» **Activity**:
The response should be an exact transcription of the data below, free of images.

» **The data**:
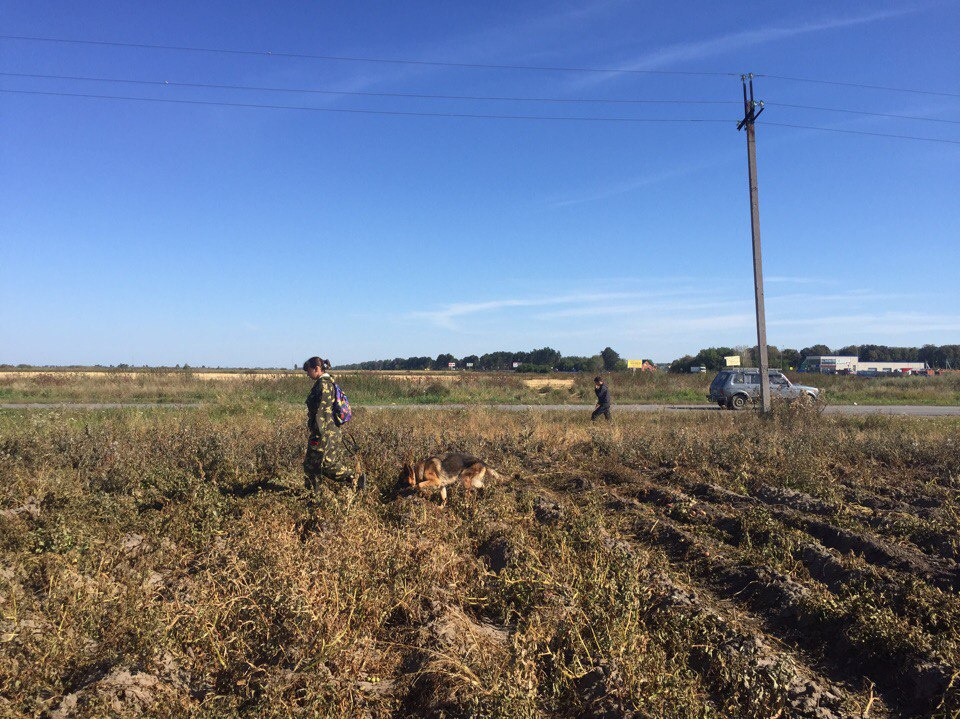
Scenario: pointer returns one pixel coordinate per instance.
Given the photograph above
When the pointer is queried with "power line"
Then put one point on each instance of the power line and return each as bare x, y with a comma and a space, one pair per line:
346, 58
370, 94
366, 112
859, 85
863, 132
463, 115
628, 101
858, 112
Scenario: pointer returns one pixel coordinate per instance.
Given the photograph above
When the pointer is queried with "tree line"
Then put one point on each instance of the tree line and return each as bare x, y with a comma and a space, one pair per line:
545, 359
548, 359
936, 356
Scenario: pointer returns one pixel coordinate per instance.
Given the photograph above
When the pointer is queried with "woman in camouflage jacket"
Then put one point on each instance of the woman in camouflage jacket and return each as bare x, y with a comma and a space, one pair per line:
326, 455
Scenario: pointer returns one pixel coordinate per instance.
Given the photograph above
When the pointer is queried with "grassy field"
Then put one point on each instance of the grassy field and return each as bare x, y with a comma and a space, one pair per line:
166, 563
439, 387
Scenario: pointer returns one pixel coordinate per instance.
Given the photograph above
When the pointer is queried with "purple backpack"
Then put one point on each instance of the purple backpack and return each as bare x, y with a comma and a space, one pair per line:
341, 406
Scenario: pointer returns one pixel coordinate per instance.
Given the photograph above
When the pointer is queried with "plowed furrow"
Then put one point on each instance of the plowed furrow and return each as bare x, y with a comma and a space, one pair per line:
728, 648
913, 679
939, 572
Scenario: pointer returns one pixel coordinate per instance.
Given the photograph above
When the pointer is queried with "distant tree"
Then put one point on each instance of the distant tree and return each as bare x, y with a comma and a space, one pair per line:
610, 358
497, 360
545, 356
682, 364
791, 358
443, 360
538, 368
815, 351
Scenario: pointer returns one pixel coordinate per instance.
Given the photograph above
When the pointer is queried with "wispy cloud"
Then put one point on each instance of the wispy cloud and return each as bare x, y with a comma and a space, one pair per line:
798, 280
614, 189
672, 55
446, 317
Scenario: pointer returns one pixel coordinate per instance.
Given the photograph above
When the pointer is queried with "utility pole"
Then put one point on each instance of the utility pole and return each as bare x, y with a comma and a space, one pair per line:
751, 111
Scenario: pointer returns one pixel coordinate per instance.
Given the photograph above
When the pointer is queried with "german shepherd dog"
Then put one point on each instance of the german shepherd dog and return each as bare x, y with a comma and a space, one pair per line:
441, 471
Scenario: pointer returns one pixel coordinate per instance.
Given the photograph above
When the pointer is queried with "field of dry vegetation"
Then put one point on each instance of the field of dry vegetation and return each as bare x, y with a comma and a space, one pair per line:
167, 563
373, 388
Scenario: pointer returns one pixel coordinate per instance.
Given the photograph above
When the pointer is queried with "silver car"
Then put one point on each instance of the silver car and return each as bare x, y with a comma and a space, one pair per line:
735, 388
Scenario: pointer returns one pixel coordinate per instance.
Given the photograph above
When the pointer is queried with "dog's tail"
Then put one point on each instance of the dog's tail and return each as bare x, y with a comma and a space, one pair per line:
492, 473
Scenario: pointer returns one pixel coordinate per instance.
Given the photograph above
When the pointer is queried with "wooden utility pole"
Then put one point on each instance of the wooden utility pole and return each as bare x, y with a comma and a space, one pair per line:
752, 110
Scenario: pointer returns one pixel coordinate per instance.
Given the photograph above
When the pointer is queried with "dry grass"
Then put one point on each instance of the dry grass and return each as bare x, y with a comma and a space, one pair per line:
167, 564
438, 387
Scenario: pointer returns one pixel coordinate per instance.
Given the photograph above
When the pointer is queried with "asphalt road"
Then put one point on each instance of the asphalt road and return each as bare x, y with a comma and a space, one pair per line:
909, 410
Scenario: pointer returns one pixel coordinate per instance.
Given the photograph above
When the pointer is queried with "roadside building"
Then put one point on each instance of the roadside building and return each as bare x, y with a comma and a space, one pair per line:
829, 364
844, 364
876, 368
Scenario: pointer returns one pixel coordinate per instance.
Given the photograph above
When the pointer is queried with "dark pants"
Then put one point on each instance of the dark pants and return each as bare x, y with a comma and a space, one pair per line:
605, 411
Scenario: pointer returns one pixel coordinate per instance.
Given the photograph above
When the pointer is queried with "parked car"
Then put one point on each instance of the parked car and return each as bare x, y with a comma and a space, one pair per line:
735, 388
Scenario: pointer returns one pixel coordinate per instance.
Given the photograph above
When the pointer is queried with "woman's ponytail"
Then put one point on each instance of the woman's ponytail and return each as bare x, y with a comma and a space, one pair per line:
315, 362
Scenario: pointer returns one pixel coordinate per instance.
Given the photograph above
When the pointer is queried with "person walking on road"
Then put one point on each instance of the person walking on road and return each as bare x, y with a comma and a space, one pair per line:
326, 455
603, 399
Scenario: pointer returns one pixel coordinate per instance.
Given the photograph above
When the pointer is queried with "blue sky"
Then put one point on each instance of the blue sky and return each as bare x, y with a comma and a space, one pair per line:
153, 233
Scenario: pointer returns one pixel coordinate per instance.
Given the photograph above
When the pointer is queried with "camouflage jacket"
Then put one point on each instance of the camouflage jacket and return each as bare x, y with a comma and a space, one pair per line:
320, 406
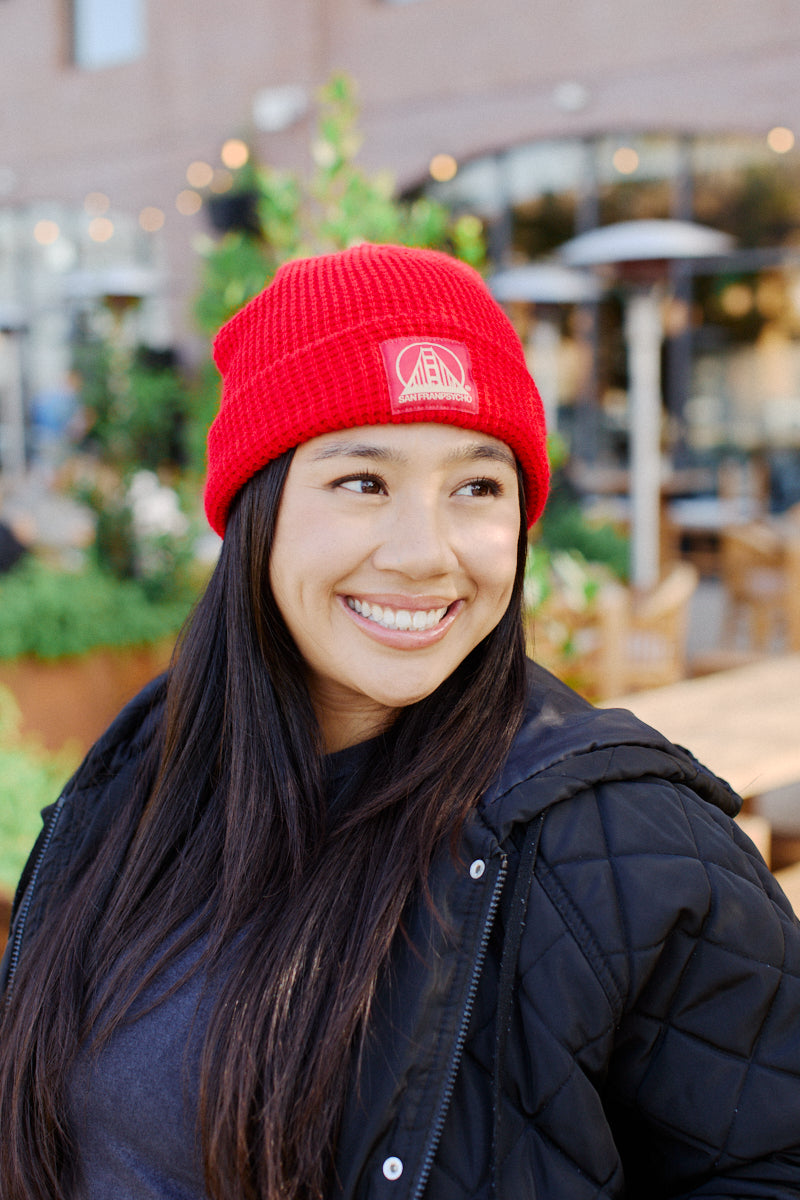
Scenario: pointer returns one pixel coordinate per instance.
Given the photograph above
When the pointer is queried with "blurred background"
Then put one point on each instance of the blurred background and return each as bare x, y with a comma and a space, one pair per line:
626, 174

» **Response**:
Scenario: pointer returns one pixel coordinate per instance.
Given the photograph above
When the pointer is queried with "power line"
Then put one point on each instance of the power line and return each as bare x, y with a comma and a space, one pair per line:
346, 58
370, 94
366, 112
859, 85
863, 132
463, 115
628, 101
858, 112
Scenario: pointer returns one pixel coordinate per instance.
Given the photograph above
When the pointer is queried with "tree line"
Then put one point on each instance of the tree line and return each as bare x, y with a comma and a space, one pair per line:
545, 359
548, 359
936, 356
Scenario: pointer returns one pixel coordinate per instance.
Given the photograph above
When the pointer is queried with "woman in camouflage jacket"
Then put one point on each instance of the woman in camouflage jacket and return each as bare x, y with a comma and a space, one pair per line:
326, 455
Scenario: pointer returns one pixel coordinate per instance.
Given the photograph above
When the pointer is queried with "grassy field"
Then put one point on each instance of the grassy field and return each as bare x, y with a comma and a space, one pair per line:
166, 563
439, 387
Scenario: pointer returns one pixel coordinate per instance.
Given the photograph above
When the pointer is queried with "purple backpack"
Then put one point on each instance of the purple backpack and return each as bare x, y with a comma and a space, one pair per line:
341, 406
Scenario: pointer returns one pixel coordinate per instance.
Given the photograph above
When the pointer is queried with "plowed furrow"
Then put one point on each instance of the plowed furrow and return each as bare x, y with a comma and a space, one pair per line:
728, 648
913, 679
939, 572
Scenario: pointer returns one pixel coordinate per instance.
Given the photograph above
When the pointer is queried with "distant tree"
Then put one point on each instance of the distant tree and return each as bare x, y with a comma and a space, one pair per line:
610, 358
497, 360
545, 356
682, 364
791, 358
443, 360
538, 368
815, 351
Scenario: pointer returns one pixel coordinate per instance.
Given the photograph above
When the pointer is queried with "wispy cloud"
Then put one point on each instance of the wispy cloud and return each as bare x, y with a comma and a space, one pair per line:
798, 280
614, 189
672, 55
446, 317
Scenario: pointer returns one pixel coordinate per instance.
Given the photograph above
When the pointer is queried with "utility pole"
Then put one point on each instance of the utility pole and return each as bare x, y with a comma and a space, one pair per line:
751, 111
Scenario: pointer returns one pixel coordinate per instance.
Given the photograph above
When the pointer is queried with "german shepherd dog"
Then put one point on each instance of the german shepherd dog and return each as bare x, y with a comma and a space, one pair per line:
441, 471
Scenario: pointer returns one pixel coordinate per instance.
Given the photograph above
When the pointer is queried with "field of dry vegetation"
Then put one point on each instance of the field of dry vegetation and return each as bare x, y with a comma and a space, one pair per line:
167, 563
373, 388
Scenario: pointer returns one pixel coordinate per instance.
Given the photograph above
When the pointer is queried with "silver car"
Then put one point on each instance of the silver car and return each as bare x, y with a comma and a space, one pair per line:
735, 388
Scenario: pointer returns one pixel coordinate per instance.
Given the photograph above
When the pointer is queried with "dog's tail"
Then put one point on each instance of the dog's tail and return each as bare x, y with a comma and a space, one pair per line:
492, 473
Scenario: pointer returns one pixel coordinate per instance.
Given the photograph above
When the pointer is queried with "wooden utility pole"
Then put one point on each instance of the wooden utility pole and return each as bare x, y with a comma and a space, one pair per line:
752, 110
Scenario: pointer returns one pixel coordinate per instance.
Given the photograph above
When the pointer is queried with "dry grass"
Then put one point on each instance of the dry grass and return each as bare x, y with a comma and a space, one pair per line:
167, 564
438, 387
Scenario: pointer returns one pixel coordinate per instance.
Given the photograph above
When the pointer is queried with "asphalt road"
Then put one point on each instance of the asphalt road and return each as bare x, y with a comma and a space, one pair per line:
909, 410
Scenario: pointer returns one pixel coordinate per instance.
Given the photograph above
When the pointer is queried with "roadside building"
Then put one point on each instance of the roadside building and return each as bare x, y with a comma and a space, one pair per line:
829, 364
844, 364
876, 368
Scenario: pointer returns one pixel coordinate per instance.
Given the photograph above
When the pointer is queried with "dark pants"
Then put one point on each instance of the dark pants and return each as bare x, y with a comma and a space, one pair per line:
605, 411
Scenario: pointer returns one pixel coordinate per instance.
Given the photograph above
When the pointer is queried with "parked car"
Then put one point on each instance of the parked car and return each as bare x, y with a comma and a space, one pair per line:
735, 388
Scenario: pointer returns one pixel coordinate per instance.
Given the photograph above
When the pointer is queried with "woman's ponytail"
Then put one point on each instance of the woman's ponytail and return each as bare x, y with a comma and a space, one pair per line:
315, 362
Scenario: pointer returns one pixel coordinate per instance.
Given the photograph above
When the pointer is queried with "person walking on road"
Then put one point on each instance of the person walking on road and return each as bare x, y with a comma and a space, one pair per line:
326, 455
603, 399
Scenario: pointer returns one pixel coordinate per instance.
Given the photograph above
When the pointer is queried with "blue sky"
Then put one point on each instance of the blue sky and return each as bare x, y with a comma and a space, one pair per line:
153, 233
Scenario: pointer returns one pixel coordinate per instance.
Given the photograph above
When the pointer is queried with "camouflage jacket"
Then put one point on each instance of the camouflage jacket and return each as bare x, y with a comma and a space, one pair per line:
320, 406
Scenario: pointer returns one pixel coordinate per instance.
Given the photograph above
When the pointer is queried with "blurred background"
Then put one point on each instance of the blurred background and return each as bare x, y with a comma and a space, one pair per line:
626, 174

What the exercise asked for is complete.